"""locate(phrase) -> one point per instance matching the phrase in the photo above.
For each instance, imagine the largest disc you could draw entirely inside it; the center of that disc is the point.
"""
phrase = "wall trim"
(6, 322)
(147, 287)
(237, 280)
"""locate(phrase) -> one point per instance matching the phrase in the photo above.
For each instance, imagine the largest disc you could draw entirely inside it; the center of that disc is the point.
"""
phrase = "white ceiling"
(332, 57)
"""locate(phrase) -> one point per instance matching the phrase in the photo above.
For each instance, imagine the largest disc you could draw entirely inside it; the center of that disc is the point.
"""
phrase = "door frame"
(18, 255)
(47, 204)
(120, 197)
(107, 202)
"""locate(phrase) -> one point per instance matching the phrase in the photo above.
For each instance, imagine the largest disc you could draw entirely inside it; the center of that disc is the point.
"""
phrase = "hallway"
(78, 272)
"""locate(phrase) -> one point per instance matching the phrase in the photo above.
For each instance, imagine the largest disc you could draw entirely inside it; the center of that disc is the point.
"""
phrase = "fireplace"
※
Task details: Line by line, the listing above is to be transcribed exactly.

Response to this task:
"""locate(phrase) -> one point per instance matching the phrase in the photo above.
For each instance, imagine the largest disc you could draw entirely inside it; the center of that disc is the point.
"""
phrase = "wall trim"
(6, 322)
(147, 287)
(237, 280)
"""locate(phrase) -> one point per instance matching the phrase in the photo above.
For each instance, imagine the largest disc you could draw entirely inside it; the center of that disc is the point.
"""
phrase = "white ceiling"
(332, 57)
"""locate(phrase) -> one point per instance matching the phrase in the photo above.
For each instance, imagine the largest disc you could draw entirely inside it; the center of that disc is the point.
"""
phrase = "door frame"
(18, 255)
(47, 204)
(120, 197)
(107, 202)
"""locate(phrase) -> one point per instance matching the phrase in the photo above.
For each instance, imagine the largest disc you could draw entirely inside it; the center of that disc is the point.
"""
phrase = "hallway"
(78, 272)
"""locate(phrase) -> one point per instance matching the phrase in the photo above.
For each instance, imagine the largest disc you could draw entirely inside it; the center of that disc is the point.
"""
phrase = "fireplace"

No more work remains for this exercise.